___ ARTICLE ___

Why not contact the customer service and see if there is a number where they speak English? Or you could visit the store when you get here and speak to them there. If the one in Murcia is anything to go by you should find someone who speaks English. Word of warning though, you'll need to get your "Ikea family" card or else the price you pay will be a lot more than the price for an Ikea family member. If you're already an IKEA family member in the UK I'm not so sure the number will work in Spain.


----------



## country boy

Ikea.es/malaga_english


----------



## thrax

Or simply log on to IKEA UK and take down the name of the item you want and plug it into search on the Spanish site. Chances are better than 95 % they will have it and it will be cheaper too. However, as mentioned above there is an English version of the Spanish site...


----------



## baldilocks

You cannot order from outside the store (on their website). If the item is in stock, you can buy and collect (they have self-drive van hire if your own vehicle is not large enough) or you can pay to have them delivered (this is a good option if the items are heavy) to the room where you want them. We have wardrobes in the attic to hold the out of season clothing and having those delivered up there was most welcome.


----------



## Benj23

Cheers for the response guys, I think we're just going to go in store and order with delivery when we come back down. Does anyone know a rough time scale on the delivery time of sofa's?

Thanks,
Ben


----------



## Benj23

And also, what's required to gain an "ikea family card"

Cheers
Ben


----------



## baldilocks

Ikea family card, you fill in the form take the card off and its yours.

Delivery times depend on how close you are to the store. We are a long way (130km) and can be 10-15 days.


----------



## amespana

We visited the store to buy some wardrobes.I am reasonably in Spanish shops but I'd done my homework on particular obscure wardrobe type words so arrived semi confident.When we arrived in the wardrobe dept we were approached by a tall elegant Spanish girl " can I help you sir?".(I think my Irish skin is a bit of a give away!)
The girl was excellent,knew everything about every product,extremely helpful.

___

--- GIVEN REQUEST 1 ---
Quote the stretch of the forum thread from "And also, what's" through "and its yours." word for word.
The records that follow are unrelated to the forum thread.

___ RECORDS TO PROCESS ___

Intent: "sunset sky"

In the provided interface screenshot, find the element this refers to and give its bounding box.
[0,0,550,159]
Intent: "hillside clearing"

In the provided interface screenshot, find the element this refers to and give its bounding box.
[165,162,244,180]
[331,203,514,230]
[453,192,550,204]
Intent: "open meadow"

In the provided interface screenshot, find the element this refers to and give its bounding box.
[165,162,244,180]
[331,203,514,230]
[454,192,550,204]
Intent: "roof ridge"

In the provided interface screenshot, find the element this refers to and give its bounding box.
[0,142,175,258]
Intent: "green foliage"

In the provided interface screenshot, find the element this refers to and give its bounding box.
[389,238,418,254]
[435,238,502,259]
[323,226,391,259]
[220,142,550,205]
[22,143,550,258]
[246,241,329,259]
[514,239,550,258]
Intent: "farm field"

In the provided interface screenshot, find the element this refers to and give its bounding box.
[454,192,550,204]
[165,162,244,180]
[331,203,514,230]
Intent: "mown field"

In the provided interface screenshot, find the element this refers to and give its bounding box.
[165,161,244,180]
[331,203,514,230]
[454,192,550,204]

___
___ RECORDS TO PROCESS ___

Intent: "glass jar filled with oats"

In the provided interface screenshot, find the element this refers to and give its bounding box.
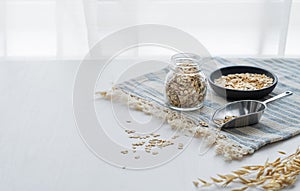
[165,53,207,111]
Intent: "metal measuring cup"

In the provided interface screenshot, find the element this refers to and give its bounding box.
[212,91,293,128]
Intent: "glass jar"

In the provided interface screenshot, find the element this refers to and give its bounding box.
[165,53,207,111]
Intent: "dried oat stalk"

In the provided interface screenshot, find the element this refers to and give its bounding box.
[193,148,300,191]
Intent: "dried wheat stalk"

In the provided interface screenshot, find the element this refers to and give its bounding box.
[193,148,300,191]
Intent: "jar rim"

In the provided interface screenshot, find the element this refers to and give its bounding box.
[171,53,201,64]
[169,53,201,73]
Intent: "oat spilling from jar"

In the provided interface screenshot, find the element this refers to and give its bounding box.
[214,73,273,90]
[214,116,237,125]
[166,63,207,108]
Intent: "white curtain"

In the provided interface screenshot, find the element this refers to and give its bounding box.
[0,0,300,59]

___

--- GIVEN REQUEST 2 ---
Count the lines in the records that contain the string "field", treating case as significant, and give only the number.

--- EXERCISE OUTPUT 1 ---
And also, what's required to gain an "ikea family card"

Cheers
Ben


----------



## baldilocks

Ikea family card, you fill in the form take the card off and its yours.

--- EXERCISE OUTPUT 2 ---
2